What is asked:
How many lines of the material contain the string "above" with exactly that capitalization? Reply with the number alone.

## begin Given entries

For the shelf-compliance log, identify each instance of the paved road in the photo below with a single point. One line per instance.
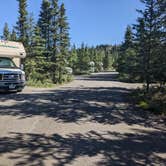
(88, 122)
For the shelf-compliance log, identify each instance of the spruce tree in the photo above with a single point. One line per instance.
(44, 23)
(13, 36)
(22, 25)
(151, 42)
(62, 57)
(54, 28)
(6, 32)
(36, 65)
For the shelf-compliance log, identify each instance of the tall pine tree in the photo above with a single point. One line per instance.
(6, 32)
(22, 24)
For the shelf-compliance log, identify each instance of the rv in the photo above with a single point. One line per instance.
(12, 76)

## end Given entries
## begin Given entries

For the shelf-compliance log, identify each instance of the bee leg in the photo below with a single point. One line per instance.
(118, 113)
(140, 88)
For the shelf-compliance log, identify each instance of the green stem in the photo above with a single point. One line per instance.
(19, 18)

## end Given entries

Task answer:
4